What to do - Gather every line of the records below that contains the string "path" and copy each one out.

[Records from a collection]
** BEGIN **
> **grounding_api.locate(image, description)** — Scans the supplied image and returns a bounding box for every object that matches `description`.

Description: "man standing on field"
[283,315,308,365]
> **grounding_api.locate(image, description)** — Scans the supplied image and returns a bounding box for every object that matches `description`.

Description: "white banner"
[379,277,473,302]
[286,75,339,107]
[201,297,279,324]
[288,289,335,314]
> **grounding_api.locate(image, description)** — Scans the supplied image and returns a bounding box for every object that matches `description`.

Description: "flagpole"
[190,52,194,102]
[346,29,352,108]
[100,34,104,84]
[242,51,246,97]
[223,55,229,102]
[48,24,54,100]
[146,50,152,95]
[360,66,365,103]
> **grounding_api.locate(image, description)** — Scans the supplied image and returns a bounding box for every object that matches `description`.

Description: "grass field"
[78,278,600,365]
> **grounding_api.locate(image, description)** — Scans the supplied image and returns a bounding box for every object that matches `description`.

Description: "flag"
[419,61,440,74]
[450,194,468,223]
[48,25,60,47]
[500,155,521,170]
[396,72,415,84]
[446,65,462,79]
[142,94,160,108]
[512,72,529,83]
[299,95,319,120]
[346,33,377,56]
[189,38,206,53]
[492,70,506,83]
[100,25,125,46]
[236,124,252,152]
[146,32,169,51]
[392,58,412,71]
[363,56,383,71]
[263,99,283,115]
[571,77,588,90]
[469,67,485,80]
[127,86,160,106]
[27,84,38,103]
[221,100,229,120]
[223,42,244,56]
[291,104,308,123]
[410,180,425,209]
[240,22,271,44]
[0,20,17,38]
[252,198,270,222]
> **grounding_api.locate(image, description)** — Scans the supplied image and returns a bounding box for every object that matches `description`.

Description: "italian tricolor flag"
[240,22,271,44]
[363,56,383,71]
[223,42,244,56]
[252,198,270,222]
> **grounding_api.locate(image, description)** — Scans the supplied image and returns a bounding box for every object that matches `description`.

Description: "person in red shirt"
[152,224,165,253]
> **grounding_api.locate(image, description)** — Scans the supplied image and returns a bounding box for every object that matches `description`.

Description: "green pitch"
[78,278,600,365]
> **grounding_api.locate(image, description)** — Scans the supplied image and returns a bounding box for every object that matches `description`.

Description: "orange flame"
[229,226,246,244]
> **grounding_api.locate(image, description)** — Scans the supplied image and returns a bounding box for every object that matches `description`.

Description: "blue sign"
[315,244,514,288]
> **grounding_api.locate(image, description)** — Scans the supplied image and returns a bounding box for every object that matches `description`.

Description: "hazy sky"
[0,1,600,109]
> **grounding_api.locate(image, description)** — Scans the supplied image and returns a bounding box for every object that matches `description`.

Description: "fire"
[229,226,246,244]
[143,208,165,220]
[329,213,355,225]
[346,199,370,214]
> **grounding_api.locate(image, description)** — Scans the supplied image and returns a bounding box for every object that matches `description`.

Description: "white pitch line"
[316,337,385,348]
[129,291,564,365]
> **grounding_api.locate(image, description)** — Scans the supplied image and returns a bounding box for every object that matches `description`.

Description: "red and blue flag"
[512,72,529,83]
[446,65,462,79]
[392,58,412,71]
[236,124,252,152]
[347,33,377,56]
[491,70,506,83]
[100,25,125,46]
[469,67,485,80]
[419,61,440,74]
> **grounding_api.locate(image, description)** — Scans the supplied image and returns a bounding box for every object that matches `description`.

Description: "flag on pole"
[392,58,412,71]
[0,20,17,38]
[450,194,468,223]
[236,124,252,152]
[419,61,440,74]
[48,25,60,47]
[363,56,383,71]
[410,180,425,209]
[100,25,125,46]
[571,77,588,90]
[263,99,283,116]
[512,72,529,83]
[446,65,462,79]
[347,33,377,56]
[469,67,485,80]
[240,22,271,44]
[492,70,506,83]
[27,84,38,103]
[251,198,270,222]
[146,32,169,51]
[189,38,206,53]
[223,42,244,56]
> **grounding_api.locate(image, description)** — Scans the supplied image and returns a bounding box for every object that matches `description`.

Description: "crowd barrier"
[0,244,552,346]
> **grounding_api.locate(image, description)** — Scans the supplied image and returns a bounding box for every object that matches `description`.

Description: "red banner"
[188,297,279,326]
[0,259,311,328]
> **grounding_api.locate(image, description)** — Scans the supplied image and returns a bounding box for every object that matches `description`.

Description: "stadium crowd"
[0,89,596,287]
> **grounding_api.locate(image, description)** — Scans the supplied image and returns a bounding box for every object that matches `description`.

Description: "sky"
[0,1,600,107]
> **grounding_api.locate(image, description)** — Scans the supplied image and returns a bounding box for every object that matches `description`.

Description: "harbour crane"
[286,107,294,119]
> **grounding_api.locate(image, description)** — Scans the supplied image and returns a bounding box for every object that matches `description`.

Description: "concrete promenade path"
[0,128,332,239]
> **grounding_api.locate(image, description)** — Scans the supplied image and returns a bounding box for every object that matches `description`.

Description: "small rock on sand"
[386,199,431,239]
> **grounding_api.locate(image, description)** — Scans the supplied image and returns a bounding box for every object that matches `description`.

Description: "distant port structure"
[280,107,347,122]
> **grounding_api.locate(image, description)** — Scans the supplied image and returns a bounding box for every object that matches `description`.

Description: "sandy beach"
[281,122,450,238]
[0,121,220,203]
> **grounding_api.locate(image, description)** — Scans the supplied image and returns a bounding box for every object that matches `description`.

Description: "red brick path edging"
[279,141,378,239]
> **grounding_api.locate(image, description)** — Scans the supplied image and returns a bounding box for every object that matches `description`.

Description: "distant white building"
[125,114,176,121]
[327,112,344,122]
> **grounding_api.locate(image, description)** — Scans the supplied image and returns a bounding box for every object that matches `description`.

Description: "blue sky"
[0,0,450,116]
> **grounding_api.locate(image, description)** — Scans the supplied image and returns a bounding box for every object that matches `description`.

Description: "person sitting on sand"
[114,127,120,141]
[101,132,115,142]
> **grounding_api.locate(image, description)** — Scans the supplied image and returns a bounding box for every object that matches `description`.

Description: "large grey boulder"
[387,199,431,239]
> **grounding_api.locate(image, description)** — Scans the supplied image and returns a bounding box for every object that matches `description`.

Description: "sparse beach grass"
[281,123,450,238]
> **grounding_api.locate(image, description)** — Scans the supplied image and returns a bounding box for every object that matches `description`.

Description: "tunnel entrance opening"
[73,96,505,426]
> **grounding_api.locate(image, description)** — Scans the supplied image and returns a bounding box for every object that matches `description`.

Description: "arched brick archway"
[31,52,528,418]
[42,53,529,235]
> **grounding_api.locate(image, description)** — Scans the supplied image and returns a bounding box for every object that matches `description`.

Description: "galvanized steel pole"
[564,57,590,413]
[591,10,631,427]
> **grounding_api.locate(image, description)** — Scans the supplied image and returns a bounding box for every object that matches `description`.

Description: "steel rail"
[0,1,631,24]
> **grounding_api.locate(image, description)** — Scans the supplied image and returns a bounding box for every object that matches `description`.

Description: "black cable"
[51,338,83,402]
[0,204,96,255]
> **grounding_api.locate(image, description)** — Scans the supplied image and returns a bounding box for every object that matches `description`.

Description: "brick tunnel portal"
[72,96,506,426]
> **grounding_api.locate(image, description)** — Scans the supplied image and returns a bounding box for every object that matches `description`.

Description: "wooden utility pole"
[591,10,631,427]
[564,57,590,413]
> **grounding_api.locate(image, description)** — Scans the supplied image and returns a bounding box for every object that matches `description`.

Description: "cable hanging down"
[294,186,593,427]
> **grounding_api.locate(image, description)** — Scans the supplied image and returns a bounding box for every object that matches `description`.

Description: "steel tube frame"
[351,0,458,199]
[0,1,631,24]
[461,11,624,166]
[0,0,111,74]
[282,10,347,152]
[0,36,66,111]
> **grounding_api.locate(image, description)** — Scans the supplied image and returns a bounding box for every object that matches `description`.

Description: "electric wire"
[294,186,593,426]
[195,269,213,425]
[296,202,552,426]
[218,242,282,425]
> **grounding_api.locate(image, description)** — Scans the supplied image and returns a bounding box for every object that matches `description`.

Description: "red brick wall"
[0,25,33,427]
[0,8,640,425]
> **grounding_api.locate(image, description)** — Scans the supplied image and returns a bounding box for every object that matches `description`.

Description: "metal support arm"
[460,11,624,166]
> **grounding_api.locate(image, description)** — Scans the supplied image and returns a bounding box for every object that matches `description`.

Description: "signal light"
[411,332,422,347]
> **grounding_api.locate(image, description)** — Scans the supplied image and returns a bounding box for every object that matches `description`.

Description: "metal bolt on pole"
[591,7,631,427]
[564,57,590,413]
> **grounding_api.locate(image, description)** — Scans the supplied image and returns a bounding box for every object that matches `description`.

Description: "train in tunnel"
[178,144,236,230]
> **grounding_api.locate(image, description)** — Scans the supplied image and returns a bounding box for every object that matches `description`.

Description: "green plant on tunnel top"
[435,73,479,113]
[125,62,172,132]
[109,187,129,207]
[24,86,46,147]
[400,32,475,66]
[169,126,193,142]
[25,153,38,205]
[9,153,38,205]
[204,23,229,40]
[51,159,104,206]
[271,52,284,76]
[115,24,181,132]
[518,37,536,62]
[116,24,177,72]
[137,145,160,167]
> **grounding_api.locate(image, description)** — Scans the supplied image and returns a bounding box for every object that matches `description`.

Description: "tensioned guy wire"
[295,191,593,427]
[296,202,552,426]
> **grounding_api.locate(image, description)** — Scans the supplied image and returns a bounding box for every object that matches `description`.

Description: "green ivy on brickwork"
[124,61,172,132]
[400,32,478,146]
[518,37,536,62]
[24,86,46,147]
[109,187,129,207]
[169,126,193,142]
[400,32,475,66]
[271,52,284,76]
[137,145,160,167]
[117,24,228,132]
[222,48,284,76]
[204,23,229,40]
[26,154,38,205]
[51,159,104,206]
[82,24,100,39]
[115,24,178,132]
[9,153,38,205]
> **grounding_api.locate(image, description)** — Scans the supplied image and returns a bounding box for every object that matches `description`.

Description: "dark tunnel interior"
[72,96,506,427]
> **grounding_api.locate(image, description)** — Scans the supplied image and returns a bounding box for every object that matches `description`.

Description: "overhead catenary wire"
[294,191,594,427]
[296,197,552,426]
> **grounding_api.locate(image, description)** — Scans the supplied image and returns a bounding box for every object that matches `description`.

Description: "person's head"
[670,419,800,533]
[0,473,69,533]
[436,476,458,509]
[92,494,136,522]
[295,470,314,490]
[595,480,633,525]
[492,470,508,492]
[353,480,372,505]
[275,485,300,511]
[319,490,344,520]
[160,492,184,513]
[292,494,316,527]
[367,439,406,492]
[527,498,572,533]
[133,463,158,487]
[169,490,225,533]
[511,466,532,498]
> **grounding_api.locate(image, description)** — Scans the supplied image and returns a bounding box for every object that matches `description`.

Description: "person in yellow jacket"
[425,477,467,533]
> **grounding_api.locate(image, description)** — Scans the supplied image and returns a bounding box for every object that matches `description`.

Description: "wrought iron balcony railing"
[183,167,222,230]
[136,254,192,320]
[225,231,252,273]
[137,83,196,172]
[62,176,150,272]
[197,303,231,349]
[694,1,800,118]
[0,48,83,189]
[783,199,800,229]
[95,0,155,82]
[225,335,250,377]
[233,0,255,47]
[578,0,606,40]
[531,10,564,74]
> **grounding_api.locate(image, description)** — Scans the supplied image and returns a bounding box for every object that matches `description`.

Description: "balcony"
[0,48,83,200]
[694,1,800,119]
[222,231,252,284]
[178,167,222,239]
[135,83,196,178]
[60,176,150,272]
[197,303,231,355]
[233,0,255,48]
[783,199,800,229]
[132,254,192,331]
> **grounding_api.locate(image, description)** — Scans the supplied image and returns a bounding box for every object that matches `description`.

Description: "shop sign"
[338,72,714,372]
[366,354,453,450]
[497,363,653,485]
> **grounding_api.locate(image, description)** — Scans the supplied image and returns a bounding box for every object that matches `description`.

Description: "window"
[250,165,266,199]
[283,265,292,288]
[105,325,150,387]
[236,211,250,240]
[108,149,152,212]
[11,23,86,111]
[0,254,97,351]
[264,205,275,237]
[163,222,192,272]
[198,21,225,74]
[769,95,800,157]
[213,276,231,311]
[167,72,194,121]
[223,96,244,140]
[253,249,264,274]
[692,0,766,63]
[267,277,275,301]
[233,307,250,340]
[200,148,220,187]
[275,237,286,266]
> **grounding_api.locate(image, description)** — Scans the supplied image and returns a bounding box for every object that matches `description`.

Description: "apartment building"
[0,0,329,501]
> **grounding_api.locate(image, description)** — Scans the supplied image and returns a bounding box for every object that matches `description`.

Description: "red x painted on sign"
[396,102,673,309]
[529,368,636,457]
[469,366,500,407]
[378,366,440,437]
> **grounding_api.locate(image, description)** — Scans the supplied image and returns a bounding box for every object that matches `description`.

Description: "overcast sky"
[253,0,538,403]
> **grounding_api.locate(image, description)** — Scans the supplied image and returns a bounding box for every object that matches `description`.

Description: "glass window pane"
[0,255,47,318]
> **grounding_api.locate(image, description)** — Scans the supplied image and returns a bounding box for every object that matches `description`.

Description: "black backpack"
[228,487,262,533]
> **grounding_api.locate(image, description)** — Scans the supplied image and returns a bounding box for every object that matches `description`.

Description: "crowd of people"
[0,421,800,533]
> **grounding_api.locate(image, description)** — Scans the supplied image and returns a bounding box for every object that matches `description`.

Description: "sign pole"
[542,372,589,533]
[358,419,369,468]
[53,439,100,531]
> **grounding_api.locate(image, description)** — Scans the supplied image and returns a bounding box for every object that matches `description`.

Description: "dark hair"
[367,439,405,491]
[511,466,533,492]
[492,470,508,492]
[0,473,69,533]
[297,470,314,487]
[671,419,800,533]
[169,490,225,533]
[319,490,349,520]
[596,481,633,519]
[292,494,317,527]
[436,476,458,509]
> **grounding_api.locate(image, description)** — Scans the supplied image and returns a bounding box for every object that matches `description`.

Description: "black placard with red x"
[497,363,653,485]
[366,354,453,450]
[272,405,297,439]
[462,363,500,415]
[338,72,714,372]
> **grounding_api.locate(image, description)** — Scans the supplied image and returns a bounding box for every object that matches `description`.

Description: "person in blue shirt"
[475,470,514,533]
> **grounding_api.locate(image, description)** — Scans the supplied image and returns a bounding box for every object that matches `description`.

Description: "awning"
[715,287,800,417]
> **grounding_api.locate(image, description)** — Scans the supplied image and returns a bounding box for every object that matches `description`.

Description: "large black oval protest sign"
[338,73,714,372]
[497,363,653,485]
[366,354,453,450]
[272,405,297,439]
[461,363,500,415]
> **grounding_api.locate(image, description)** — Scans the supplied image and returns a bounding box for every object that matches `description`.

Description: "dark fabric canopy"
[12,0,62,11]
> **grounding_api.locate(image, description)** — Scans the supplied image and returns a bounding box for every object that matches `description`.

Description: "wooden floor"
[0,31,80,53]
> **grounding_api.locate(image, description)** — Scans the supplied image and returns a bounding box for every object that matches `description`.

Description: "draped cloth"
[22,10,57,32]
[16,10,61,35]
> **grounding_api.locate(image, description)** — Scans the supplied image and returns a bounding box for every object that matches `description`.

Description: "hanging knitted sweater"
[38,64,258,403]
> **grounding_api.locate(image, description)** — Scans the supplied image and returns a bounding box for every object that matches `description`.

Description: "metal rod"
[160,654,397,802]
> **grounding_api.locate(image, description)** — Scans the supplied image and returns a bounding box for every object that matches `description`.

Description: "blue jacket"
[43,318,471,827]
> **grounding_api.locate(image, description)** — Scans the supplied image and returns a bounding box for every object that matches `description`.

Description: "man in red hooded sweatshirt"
** END **
Full response -
Description: "concrete promenade path"
Description: "red brick path edging"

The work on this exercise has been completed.